§ TASK
Quote every line of the data below as it stands, omitting pictures.

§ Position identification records
◆ ◆ ◆ ◆ ◆ ◆ ◆

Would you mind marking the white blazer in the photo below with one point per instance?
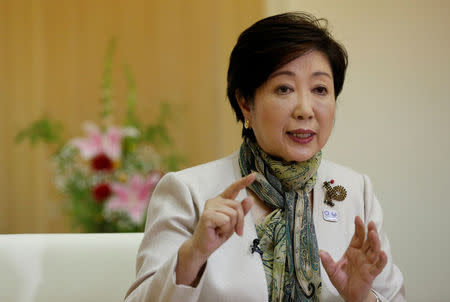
(232, 273)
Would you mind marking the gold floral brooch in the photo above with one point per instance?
(337, 193)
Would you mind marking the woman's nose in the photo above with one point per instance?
(303, 108)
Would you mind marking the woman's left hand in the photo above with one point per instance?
(363, 260)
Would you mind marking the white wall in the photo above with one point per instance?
(393, 123)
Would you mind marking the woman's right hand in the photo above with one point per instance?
(220, 219)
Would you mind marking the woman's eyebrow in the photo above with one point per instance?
(282, 72)
(319, 73)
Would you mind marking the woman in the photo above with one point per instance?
(248, 227)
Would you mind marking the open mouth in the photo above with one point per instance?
(301, 135)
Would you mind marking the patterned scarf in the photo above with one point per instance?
(287, 236)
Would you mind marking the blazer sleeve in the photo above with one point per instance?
(389, 284)
(171, 220)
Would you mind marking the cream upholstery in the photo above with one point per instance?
(67, 267)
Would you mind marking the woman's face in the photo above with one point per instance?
(293, 111)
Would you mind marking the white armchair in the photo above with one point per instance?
(67, 267)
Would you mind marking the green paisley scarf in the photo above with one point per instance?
(287, 236)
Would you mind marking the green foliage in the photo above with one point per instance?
(141, 154)
(42, 130)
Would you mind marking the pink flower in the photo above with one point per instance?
(101, 192)
(133, 196)
(96, 142)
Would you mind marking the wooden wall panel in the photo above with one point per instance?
(51, 62)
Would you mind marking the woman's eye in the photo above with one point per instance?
(321, 90)
(283, 90)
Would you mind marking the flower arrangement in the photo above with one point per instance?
(108, 175)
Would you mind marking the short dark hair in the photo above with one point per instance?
(273, 42)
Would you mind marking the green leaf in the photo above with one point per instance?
(44, 130)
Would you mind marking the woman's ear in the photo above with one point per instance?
(244, 105)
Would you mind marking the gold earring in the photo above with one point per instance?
(246, 124)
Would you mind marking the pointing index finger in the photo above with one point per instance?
(233, 190)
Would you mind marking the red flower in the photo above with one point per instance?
(102, 162)
(101, 192)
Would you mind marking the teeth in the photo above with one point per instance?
(301, 135)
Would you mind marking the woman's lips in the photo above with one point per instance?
(301, 136)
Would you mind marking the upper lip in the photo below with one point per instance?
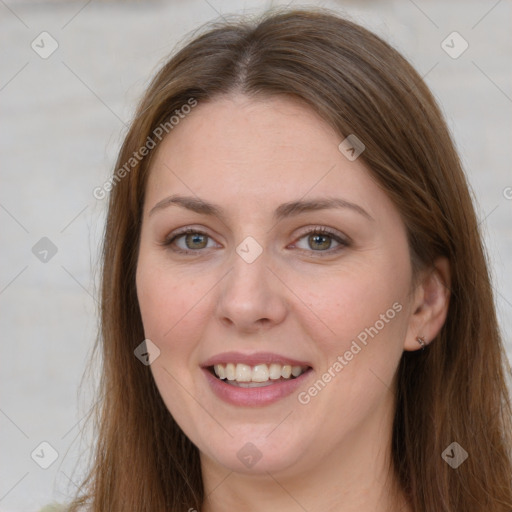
(252, 359)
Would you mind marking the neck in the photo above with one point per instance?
(354, 476)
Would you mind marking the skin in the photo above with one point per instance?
(297, 299)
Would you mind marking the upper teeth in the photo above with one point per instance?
(259, 373)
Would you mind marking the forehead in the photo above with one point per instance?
(260, 151)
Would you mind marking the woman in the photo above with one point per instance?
(296, 307)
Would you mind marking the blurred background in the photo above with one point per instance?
(70, 76)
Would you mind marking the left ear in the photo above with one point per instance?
(430, 304)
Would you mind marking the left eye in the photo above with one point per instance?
(320, 241)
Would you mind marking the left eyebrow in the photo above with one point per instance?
(283, 211)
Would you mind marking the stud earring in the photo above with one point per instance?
(422, 342)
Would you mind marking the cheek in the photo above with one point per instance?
(171, 306)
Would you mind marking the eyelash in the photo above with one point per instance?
(319, 230)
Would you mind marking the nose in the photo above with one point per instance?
(251, 297)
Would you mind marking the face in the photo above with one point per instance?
(274, 277)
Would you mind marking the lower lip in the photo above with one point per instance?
(260, 396)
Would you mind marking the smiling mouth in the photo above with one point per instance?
(260, 375)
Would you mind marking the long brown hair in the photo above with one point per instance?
(454, 391)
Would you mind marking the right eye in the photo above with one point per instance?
(189, 240)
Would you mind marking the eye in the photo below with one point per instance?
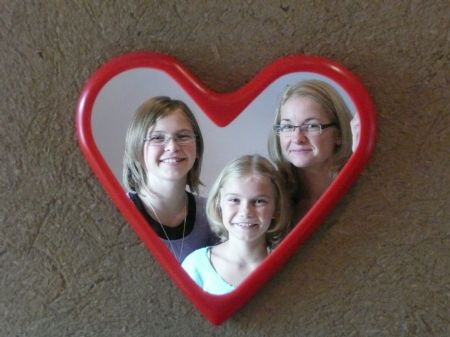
(156, 138)
(311, 127)
(233, 200)
(184, 137)
(260, 202)
(287, 128)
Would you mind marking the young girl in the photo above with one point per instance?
(311, 140)
(163, 154)
(247, 209)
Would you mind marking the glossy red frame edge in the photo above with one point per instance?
(226, 106)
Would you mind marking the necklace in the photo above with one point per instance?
(165, 233)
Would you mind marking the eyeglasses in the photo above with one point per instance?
(162, 139)
(310, 129)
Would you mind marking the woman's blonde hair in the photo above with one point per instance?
(243, 167)
(335, 108)
(146, 116)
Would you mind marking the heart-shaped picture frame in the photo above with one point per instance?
(104, 92)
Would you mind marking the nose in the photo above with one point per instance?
(298, 136)
(171, 144)
(245, 209)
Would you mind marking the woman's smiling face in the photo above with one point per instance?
(170, 161)
(302, 150)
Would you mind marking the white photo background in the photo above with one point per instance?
(117, 101)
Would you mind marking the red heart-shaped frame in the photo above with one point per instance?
(222, 108)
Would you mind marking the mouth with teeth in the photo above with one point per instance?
(245, 225)
(171, 160)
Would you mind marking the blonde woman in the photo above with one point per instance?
(311, 141)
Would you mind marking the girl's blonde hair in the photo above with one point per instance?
(243, 167)
(146, 116)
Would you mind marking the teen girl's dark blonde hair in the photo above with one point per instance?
(146, 116)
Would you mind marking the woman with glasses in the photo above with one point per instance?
(311, 140)
(163, 156)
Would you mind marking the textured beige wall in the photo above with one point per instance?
(71, 266)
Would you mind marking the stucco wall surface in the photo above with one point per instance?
(71, 266)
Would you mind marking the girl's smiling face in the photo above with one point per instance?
(170, 161)
(302, 150)
(247, 206)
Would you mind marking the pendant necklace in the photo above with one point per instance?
(165, 233)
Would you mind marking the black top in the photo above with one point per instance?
(173, 233)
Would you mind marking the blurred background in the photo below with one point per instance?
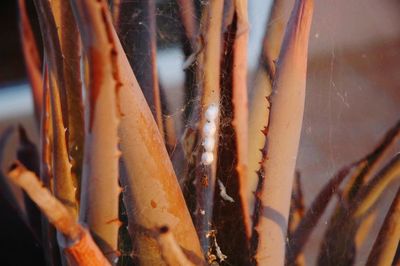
(353, 86)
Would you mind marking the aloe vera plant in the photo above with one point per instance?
(105, 180)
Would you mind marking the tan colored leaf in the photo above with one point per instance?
(260, 90)
(100, 188)
(32, 58)
(170, 250)
(287, 107)
(79, 246)
(152, 194)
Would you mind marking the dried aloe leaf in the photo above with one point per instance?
(153, 197)
(209, 80)
(100, 188)
(240, 106)
(261, 89)
(28, 154)
(64, 187)
(79, 245)
(49, 235)
(71, 51)
(385, 246)
(284, 128)
(170, 250)
(31, 57)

◆ ◆ ◆ ◆ ◆ ◆ ◆

§ WRITTEN REPLY
Would you mind marking the white blazer in the photo below with one point per instance?
(232, 273)
Would you mind marking the gold floral brooch in the photo above with one point per instance?
(337, 193)
Would you mind marking the woman's nose in the photo above with one point per instance?
(303, 108)
Would you mind marking the woman's left hand in the photo above with one point per instance?
(363, 260)
Would you mind marking the white wall in the photo above with one point per instance?
(393, 123)
Would you mind marking the woman's right hand in the photo above with one point per instance?
(220, 219)
Would you mind marking the woman's eyebrow in the photo above with one point per instance?
(282, 72)
(319, 73)
Would you mind marking the woman in the photo above with one point per instance?
(248, 227)
Would you mind marking the open mouth in the photo above with one point per instance?
(301, 135)
Would you mind marking the patterned scarf in the photo above with one point per instance?
(287, 236)
Would you mind marking the blazer sleeve in the photo above with one point per instance?
(389, 284)
(171, 220)
Would you mind marking the cream upholstery in the photo above with one point per instance?
(67, 267)
Would you mind marking the woman's face in the photo above with one point per instance?
(293, 111)
Would you mind marking the white armchair in the photo above with one point per instance?
(67, 267)
Would you mind marking the green paisley scarf in the photo above with one point per instance?
(287, 236)
Would you mind marking the green foliage in the photo above with one point per instance?
(141, 154)
(42, 130)
Would you mind marking the pink flower in the photo above with one point per instance?
(101, 192)
(133, 196)
(96, 142)
Would you mind marking the wooden wall panel in the photo above with one point per instance?
(51, 62)
Would you mind marking the woman's eye in the photo above with one point per instance?
(321, 90)
(283, 90)
Would you mind marking the flower arrangement in the photo above with one point per instance?
(108, 175)
Would you mind marking the short dark hair in the photo above with one point per instance?
(273, 42)
Would you mind marking the green leaf in the photo above with one point per instance?
(44, 130)
Would you mind marking the woman's ear in the photo above with one point per instance?
(244, 105)
Would you mind marking the gold earring in the photo above with one point per instance?
(246, 124)
Would you mind marking the pointing index finger in the photo above with one point per instance?
(233, 190)
Would you mind marking the red flower in the photo above with one point per instance?
(102, 162)
(101, 192)
Would you mind marking the teeth in the photo above with one point per instance?
(301, 135)
Would you mind marking the woman's lips in the photo above with one point per instance?
(301, 136)
Would you mind marking the upper lip in the photo below with one point per instance?
(252, 359)
Would you mind marking the neck in the photo above with one point per instance?
(354, 476)
Would you mind marking the skin in the photo above with one point per instance?
(297, 299)
Would you mind marking the upper teeth in the photo above with one point per instance?
(259, 373)
Would you mind marking the forehead in the photo above with one point per instance?
(260, 151)
Would you mind marking the woman in the photo above with one point per instance?
(296, 307)
Would you mind marking the blurred background in the photo above with one point per instance?
(70, 76)
Would you mind marking the left ear in the photo above with one point per instance?
(430, 304)
Would you mind marking the left eye in the photo above with one point per instance?
(320, 241)
Would you mind marking the left eyebrow in the photo above with one point per instance?
(283, 211)
Would you mind marking the stud earring in the photo above with one point per instance?
(422, 342)
Would you mind marking the cheek in the photo above with one point per instance?
(171, 306)
Would you mind marking the eyelash in the photo above with one point per instance?
(319, 230)
Would you mind marking the nose in the photo above with one point per instance?
(251, 297)
Would you mind marking the face in the photo above with one point per instance?
(274, 277)
Would you mind marking the lower lip in the photo above with one point per instance?
(260, 396)
Would you mind marking the smiling mouth in the photo above with one point per instance?
(260, 375)
Would you mind marking the long brown hair in the photo above with one point per instance?
(454, 391)
Would you mind marking the right eye in the photo above with one point per instance?
(189, 240)
Would you mind marking the eye in the photo below with one point per instance?
(156, 138)
(311, 127)
(233, 200)
(184, 137)
(260, 202)
(287, 128)
Would you mind marking the young girl in the photo above with one point per instance?
(311, 140)
(163, 154)
(247, 209)
Would you mind marking the glossy red frame edge in the photo above with one point per instance?
(226, 106)
Would you mind marking the necklace in the photo above with one point per instance?
(165, 233)
Would you mind marking the eyeglasses in the photo above with one point per instance?
(162, 139)
(310, 129)
Would you mind marking the woman's blonde hair in the photo above with one point per instance?
(243, 167)
(335, 108)
(146, 116)
Would you mind marking the heart-shaped picture frame in the photo above with one point per instance?
(104, 92)
Would you mind marking the nose in the photo above with one point per instance?
(298, 136)
(171, 144)
(245, 209)
Would you mind marking the woman's smiling face in the photo above with one point per instance?
(170, 161)
(302, 150)
Would you mind marking the white photo background in the photo above with one point per instance?
(117, 101)
Would you mind marking the red heart-shaped frame in the photo above with one point per instance?
(222, 108)
Would you mind marking the mouth with teeth in the photo above with one point per instance?
(245, 225)
(171, 160)
Would you mind marking the blonde woman in the photo above with one point per instance?
(311, 141)
Would you mind marking the girl's blonde hair in the photo above with one point per instance?
(243, 167)
(146, 116)
Would you mind marking the teen girl's dark blonde hair in the photo above with one point per instance?
(146, 116)
Would you mind marking the woman with glasses in the photo above with one point per instance?
(311, 140)
(163, 156)
Would you mind marking the textured beige wall in the photo above with one point per instance?
(71, 266)
Would you mind marking the stucco wall surface in the photo above with one point per instance?
(71, 266)
Would you mind marking the girl's smiling face in the photo above with one point per instance?
(170, 161)
(302, 150)
(247, 206)
Would you mind marking the pendant necklace in the photo above with one point per instance?
(165, 233)
Would you mind marking the black top in the photo above with one point per instance?
(173, 233)
Would you mind marking the blurred background in the photo below with one point per instance?
(353, 86)
Would you mind marking the aloe vera plant in the photo above with one point per instance?
(105, 180)
Would you mind marking the tan colored leaf in the photo above with one point per instance?
(260, 90)
(100, 188)
(32, 58)
(170, 250)
(287, 107)
(79, 246)
(152, 194)
Would you mind marking the dried aloe leaf in the photo above with one point per instance?
(153, 197)
(209, 80)
(100, 188)
(240, 106)
(261, 89)
(28, 154)
(64, 187)
(79, 245)
(49, 235)
(71, 51)
(385, 246)
(284, 128)
(170, 250)
(31, 57)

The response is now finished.